## What is needed
Repeat the records word for word, starting with the line that contains "Where can the truck wheel" and going on through the end of the records.

[Object pointing dataset rows]
....................
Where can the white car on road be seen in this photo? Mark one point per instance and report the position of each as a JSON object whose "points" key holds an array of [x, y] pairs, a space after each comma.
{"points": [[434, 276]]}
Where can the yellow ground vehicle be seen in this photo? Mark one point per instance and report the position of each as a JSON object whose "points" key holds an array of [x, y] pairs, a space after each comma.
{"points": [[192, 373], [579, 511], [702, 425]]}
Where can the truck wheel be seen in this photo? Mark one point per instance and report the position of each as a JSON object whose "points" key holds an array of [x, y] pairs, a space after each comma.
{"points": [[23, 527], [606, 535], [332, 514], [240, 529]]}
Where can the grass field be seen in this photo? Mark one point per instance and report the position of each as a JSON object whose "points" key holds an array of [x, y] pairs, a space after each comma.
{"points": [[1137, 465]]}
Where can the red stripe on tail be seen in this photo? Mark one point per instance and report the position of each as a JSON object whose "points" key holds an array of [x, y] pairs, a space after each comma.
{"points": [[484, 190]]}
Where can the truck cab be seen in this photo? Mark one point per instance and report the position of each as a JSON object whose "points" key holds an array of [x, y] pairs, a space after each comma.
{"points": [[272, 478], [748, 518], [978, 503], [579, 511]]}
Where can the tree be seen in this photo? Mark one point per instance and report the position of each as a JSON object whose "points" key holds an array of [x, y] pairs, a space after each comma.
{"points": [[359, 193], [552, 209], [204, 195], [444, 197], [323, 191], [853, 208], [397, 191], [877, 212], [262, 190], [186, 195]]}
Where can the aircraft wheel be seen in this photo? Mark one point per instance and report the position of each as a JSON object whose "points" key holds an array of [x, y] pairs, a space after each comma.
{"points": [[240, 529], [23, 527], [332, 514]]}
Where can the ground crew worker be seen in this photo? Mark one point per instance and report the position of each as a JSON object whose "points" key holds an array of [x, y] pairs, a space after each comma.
....................
## Answer below
Where can the truck wheel be seen in this photo? Mark one point per instance and report the position of each as a JSON object whose "points" key holds an array of [x, y] pairs, a space after each comma.
{"points": [[23, 527], [606, 535], [332, 514], [240, 529]]}
Where can the grass field be seen in this photo? Mark one point per instance and report the position of each as a JSON object whose "points" key holds an array of [x, y] pairs, a space after each comma.
{"points": [[1137, 465]]}
Where can the red stripe on tail be seen in this photo? Mark one point per instance and report the position of each as a JSON object whose "points" key holds an array of [x, y] pairs, a space after each comma.
{"points": [[484, 190]]}
Where can the truck cab be seen in this photo? Mark one point per instance and report the position of each as a JSON object whose "points" key holds an array of [x, y] pairs, a space after each comma.
{"points": [[272, 478], [748, 518], [978, 503], [579, 511]]}
Where can the tree be seen in this photo? Mark one point per instance and report the position of each as a JSON object whose "points" key holds an array of [x, y] pairs, a space after each comma.
{"points": [[359, 193], [552, 209], [204, 195], [444, 197], [323, 191], [853, 208], [397, 191], [877, 212], [262, 190], [186, 195]]}
Where can the aircraft wheel be seen in this photo? Mark one point per instance and report the position of each as a JSON object whose "points" key holds an array of [x, y] pairs, a space after each comma.
{"points": [[240, 529], [23, 527], [332, 514]]}
Where can the ground crew worker be seen in this photo? Mark one point per instance and report the position of each as a JSON object whose "points" key holds an array of [x, y] pairs, a space after each comma.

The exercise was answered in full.